Check your understanding:
1. In the piece on teaching poetry below, rewrite the paragraph that begins "As a mom, Black woman and educator" as a short bulleted list that keeps its main facts.
2. Answer these questions from the piece on teaching poetry below, one line each:
(a) What do the ninth-graders insist each September?
(b) What did the speaker of the poem sometimes hear Big Trend doing on the walk home?
(c) How long has the writer's teaching career lasted?
3. Sum up the piece on teaching poetry below in three sentences.

Passage for review:
=-=-=-=-=

Each September, my ninth-graders insist they do not like poetry. And each June, they leave my class as fledgling poets.
They come to not only enjoy reading poetry but also creating it because they see themselves in the poems they read, like those by contemporary Black American poet Terrance Hayes.
Ode to Big Trend
BY TERRANCE HAYES
Pretty soon the Negroes were looking to get paid.
My partner, Big Trend, wiped his ox neck and said
He wasn't going to wait too much longer. You
Know that look your daddy gets before he whups you?
That's how Big Trend looked. There was a pink scar
Meddling his forehead. Most people assumed a bear
Like him couldn't read anything but a dollar,
But I'd watched him tour the used bookstore
In town and seen him napping so I knew he held more
Than power in those hands. They could tear
A Bible in two. Sometimes on the walk home I'd hear
Him reciting poems. But come Friday, he was the one
The fellas asked to speak to the boss. He'd go alone,Usually, and left behind, we imagined the boss buckled
Into Trend's shadow because our money always followed.
As a mom, Black woman and educator that has taught thousands of students over the course of my 20-year career, I feel deeply that reaching students via who they are is paramount to teaching and learning.

=-=-=-=-=

Data:
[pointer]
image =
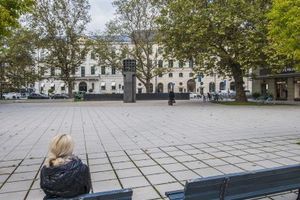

=-=-=-=-=

Answers by item number:
1.
- The writer is a mom, a Black woman and an educator.
- Over a 20-year career, the writer has taught thousands of students.
- The writer feels deeply that reaching students through who they are is paramount to teaching and learning.

2.
(a) They insist they do not like poetry.
(b) Reciting poems.
(c) 20 years.

3. A teacher reports that ninth-graders who insist each September that they do not like poetry leave in June as fledgling poets who enjoy both reading and creating it, because they see themselves in poems like those by Terrance Hayes. His "Ode to Big Trend" portrays a worker whom most people assumed could read nothing but a dollar, though the speaker had watched him tour a used bookstore and heard him reciting poems, and whom the fellas asked to speak to the boss about their pay. The teacher, drawing on a 20-year career, holds that reaching students through who they are is paramount to teaching and learning.